[READING PASSAGE]:
- Born: Donald Russell Aickin 31 October 1934
- Died: 29 August 2019 (aged 84) Christchurch, New Zealand
- Education: University of Otago (MB ChB) University of Melbourne (MD)
- Scientific career
- Fields: Obstetrics and gynaecology
- Workplaces: University of Otago, Christchurch
- Thesis: Prediction of fetal risk by maternal blood oestrogen measurement (1972)

= Don Aickin =

New Zealand obstetrician and gynaecologist (1934–2019)

Donald Russell Aickin (31 October 1934 – 29 August 2019) was a New Zealand obstetrician and gynaecologist. He was professor of obstetrics and gynaecology at the University of Otago Christchurch School of Medicine from 1972 until his retirement in 2000 when he was conferred professor emeritus.

==Biography==
Born in 1934, Aickin studied medicine at the University of Otago, graduating MB ChB in 1958. Later, in 1972, he completed a Doctor of Medicine degree at the University of Melbourne; the title of his MD thesis was Prediction of fetal risk by maternal blood oestrogen measurement.

[SUPPLIED MATERIAL]:

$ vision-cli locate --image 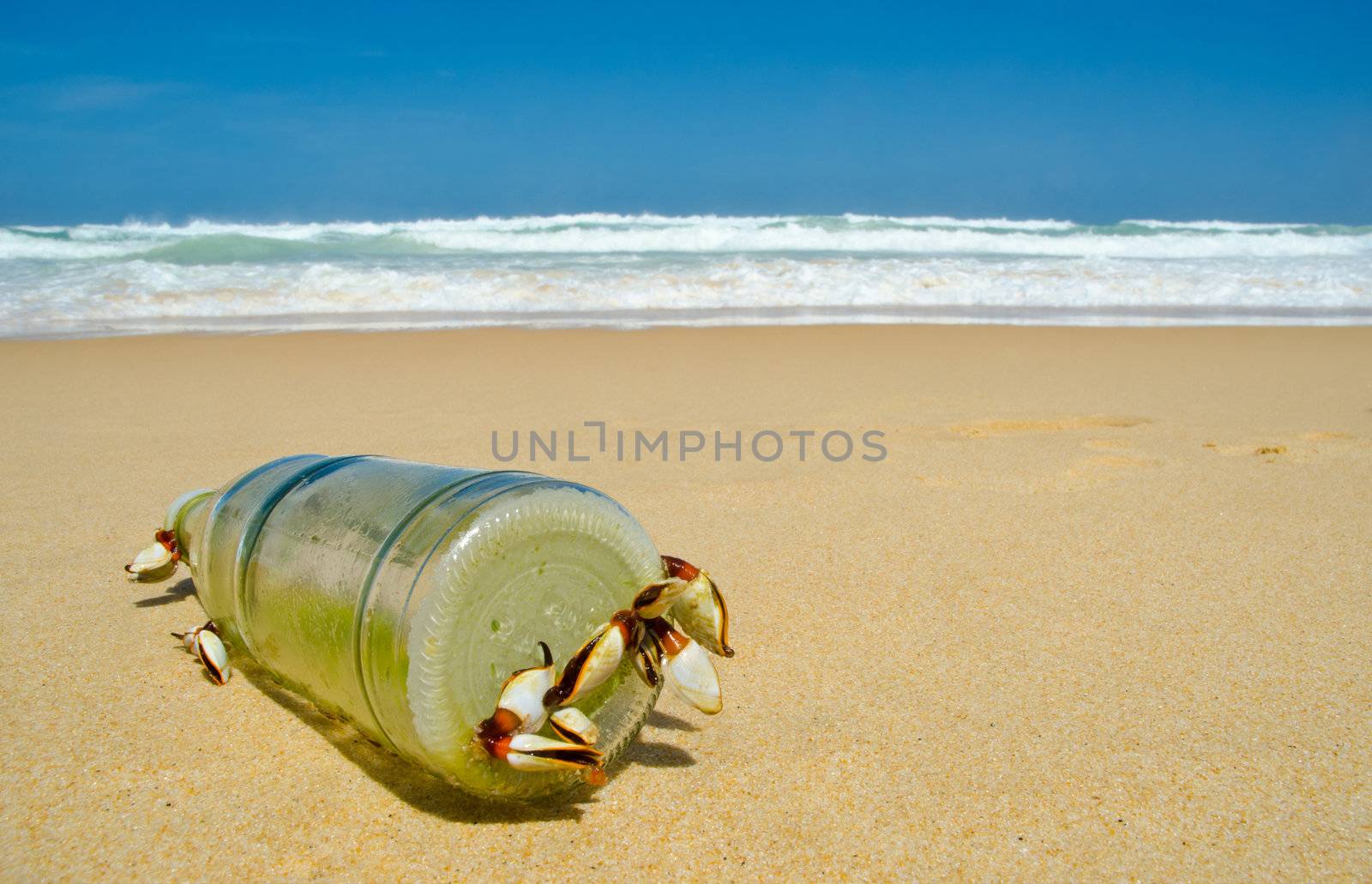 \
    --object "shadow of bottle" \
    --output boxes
[233,653,695,824]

[WORK ORDER 1]:
In the biography of Don Aickin, what was the title of his MD thesis?
[WORK ORDER 2]:
Extend the biography of Don Aickin, starting after its last sentence.

[OUTPUT 1]:
Prediction of fetal risk by maternal blood oestrogen measurement

[OUTPUT 2]:
In 1972, Aickin was appointed as head of department and professor of obstetrics and gynaecology at the University of Otago Christchurch School of Medicine. In 2000, following his retirement, he was conferred the title of professor emeritus. Aickin was a Fellow of the Royal College of Obstetricians and Gynaecologists, the Royal New Zealand College of Obstetricians and Gynaecologists, the Royal College of Surgeons of Edinburgh and the Royal Australasian College of Surgeons.

==Death==

Aickin died in Christchurch on 29 August 2019.